§ **SELECTED EXCERPT**:
It's been over 2 months since I was on here, and soooo much has taken place I don't know if I even have the emotional willpower or desire to put it all down, or (care) to remember everything.

For those who said it, you were right, he was cheating. Boy, did I feel like an idiot, and I wonder how it felt for him to lie right to my face.:bsflag:

He has been gone from the house since the May 3rd incident. 

It was going on from around Thanksgiving on. 

He is living with her (she's 23, he'll be 60 in July) and her 2yr old. He's moving back to the state where we moved from, WITH HER. He is supporting her now as she quit working with him. :scratchhead:

From what I can find out, it seems his life isn't quite cracking up to be what he must of thought it would be. Living in a 1 bedroom home with her in a nasty part of town and his job is in jeapordy he says, though I have no idea why, nor do I want to even know. There's more, and none of it is positive for him. Awwww, too bad. I don't wish him ill will, but hey, he wanted a different life, he's getting it! :loser:

I found out so much information that it made it so much easier to not care about him anymore. I'm not hurt, I'm angry. I'm angry I gave him the benefit of the doubt. I'm angry that I he did this to me. He has really really changed, and it's in a terrible direction at that.

§ **SUPPLIED RECORDS**:
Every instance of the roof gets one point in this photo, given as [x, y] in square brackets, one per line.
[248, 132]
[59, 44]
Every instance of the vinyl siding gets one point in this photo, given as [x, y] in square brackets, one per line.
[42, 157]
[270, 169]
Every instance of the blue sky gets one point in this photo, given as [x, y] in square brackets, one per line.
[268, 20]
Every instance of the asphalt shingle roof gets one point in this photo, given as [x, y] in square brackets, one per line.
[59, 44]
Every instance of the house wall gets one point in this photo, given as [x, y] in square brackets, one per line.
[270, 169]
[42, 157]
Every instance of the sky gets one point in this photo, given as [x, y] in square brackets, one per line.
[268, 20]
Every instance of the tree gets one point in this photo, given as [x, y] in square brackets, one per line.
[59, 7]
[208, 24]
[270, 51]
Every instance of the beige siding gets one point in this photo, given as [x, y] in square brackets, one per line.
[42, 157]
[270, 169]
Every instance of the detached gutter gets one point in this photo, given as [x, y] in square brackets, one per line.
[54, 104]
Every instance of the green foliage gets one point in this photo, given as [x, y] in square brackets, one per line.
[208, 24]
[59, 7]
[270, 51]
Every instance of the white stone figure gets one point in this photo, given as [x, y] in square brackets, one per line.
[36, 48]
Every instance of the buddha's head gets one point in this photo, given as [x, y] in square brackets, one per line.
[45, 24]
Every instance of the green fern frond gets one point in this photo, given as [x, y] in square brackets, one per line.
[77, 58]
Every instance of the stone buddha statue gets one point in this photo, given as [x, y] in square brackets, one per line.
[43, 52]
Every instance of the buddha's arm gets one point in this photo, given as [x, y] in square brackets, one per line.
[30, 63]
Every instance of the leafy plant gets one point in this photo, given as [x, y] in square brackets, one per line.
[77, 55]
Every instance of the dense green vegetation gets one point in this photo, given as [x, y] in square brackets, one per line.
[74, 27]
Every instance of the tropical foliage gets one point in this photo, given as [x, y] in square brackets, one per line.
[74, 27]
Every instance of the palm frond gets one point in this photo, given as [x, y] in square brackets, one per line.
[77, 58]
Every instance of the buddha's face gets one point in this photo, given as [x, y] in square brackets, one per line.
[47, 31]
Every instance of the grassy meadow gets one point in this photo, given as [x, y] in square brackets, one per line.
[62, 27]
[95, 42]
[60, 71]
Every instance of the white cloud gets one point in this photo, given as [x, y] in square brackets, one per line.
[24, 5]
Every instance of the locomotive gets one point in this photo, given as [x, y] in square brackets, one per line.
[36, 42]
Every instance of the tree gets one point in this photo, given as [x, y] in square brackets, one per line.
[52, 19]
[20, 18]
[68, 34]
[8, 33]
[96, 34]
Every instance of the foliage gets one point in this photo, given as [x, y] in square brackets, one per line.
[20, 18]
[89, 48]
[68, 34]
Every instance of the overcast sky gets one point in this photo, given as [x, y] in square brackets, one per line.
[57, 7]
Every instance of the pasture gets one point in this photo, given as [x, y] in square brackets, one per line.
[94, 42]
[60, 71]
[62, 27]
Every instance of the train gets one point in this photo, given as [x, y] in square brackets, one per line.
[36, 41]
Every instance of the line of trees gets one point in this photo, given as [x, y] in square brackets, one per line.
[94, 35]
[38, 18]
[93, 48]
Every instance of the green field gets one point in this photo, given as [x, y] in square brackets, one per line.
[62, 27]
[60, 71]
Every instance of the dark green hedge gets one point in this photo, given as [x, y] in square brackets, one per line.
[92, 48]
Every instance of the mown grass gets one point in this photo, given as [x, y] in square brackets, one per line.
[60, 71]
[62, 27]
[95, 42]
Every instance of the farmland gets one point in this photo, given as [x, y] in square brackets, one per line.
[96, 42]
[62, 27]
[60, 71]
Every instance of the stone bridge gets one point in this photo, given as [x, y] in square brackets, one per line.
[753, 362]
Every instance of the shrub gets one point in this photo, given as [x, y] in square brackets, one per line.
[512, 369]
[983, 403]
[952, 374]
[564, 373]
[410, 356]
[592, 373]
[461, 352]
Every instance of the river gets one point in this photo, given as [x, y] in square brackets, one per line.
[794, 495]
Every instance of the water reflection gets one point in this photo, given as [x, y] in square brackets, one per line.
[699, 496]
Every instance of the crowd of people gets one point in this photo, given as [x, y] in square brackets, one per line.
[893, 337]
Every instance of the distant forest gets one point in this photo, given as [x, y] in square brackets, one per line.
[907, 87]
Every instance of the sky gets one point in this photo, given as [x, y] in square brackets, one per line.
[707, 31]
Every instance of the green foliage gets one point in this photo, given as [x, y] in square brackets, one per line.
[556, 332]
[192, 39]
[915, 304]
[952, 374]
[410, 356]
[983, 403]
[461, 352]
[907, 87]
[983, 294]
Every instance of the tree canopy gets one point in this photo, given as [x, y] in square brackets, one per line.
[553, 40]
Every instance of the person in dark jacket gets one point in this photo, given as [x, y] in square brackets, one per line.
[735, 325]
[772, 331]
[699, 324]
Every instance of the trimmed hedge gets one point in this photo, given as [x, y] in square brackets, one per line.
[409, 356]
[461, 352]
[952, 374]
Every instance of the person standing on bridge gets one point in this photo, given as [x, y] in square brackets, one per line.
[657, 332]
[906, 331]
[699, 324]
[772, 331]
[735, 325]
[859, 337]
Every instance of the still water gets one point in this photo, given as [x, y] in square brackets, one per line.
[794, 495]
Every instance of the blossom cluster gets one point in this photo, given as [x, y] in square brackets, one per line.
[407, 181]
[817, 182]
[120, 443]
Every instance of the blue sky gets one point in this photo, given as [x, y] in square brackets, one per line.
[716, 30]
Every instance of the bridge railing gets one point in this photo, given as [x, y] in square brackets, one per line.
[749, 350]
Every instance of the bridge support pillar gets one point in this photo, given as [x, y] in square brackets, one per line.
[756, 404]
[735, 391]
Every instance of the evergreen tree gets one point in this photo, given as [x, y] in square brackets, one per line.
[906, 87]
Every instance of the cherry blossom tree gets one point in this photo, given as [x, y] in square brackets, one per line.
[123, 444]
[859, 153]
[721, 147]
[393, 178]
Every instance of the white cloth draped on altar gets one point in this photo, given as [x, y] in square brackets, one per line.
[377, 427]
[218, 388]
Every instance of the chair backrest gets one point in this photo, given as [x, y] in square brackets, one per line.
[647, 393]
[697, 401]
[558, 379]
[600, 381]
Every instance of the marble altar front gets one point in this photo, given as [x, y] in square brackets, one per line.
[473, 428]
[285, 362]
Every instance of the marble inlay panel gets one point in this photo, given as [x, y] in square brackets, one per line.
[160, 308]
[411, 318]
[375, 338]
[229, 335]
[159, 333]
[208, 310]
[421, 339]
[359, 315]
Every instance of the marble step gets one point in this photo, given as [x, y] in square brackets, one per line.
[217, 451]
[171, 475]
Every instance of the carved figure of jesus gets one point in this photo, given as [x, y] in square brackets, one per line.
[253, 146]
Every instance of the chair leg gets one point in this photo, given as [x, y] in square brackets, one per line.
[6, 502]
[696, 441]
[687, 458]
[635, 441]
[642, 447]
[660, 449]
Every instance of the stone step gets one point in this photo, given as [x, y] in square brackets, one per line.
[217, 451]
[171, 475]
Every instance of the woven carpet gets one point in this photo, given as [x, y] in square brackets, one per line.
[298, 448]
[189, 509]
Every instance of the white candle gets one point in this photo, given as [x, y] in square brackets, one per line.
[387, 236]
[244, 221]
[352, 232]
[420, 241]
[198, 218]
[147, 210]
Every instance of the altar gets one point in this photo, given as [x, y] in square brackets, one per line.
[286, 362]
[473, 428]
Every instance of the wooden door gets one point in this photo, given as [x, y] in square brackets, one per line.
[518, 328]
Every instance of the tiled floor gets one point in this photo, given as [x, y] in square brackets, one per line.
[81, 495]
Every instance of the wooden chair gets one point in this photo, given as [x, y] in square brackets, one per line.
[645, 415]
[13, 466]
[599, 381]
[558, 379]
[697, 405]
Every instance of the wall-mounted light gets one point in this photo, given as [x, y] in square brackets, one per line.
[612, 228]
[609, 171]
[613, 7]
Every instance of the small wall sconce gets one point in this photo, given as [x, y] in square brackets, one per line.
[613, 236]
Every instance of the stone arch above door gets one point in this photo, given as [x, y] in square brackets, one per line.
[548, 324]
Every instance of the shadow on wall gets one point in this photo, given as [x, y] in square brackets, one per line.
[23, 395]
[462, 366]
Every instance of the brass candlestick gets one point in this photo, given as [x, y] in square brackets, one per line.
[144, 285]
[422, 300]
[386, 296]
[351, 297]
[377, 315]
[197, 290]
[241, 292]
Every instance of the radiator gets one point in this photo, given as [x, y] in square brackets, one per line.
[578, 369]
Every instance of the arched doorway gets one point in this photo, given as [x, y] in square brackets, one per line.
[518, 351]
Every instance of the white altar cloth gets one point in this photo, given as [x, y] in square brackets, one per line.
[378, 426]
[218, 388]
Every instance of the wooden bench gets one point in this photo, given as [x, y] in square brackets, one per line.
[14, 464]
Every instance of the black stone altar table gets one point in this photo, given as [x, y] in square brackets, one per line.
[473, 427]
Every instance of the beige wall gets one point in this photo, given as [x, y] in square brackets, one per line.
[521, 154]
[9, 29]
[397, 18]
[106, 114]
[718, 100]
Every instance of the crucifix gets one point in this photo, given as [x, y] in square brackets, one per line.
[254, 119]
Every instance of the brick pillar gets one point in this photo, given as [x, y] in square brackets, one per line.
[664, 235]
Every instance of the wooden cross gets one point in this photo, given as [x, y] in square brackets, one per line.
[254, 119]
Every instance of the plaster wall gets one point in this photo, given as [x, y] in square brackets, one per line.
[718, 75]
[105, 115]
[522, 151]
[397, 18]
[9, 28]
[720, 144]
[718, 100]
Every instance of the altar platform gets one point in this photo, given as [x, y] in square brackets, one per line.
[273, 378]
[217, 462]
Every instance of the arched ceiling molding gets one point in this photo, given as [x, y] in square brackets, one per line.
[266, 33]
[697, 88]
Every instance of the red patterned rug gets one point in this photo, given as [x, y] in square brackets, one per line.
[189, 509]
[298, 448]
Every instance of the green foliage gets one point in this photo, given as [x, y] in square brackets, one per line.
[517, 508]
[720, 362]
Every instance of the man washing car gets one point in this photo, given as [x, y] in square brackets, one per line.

§ **QUESTIONS**:
1. In the post about the partner who was cheating, since when has he been gone from the house?
2. According to the post about the partner who was cheating, why did it become easier for the writer to stop caring about him?

§ **ANSWERS TO THE EXERCISES**:
1. He has been gone since the May 3rd incident.

2. The writer found out so much information about him that it became much easier not to care about him anymore.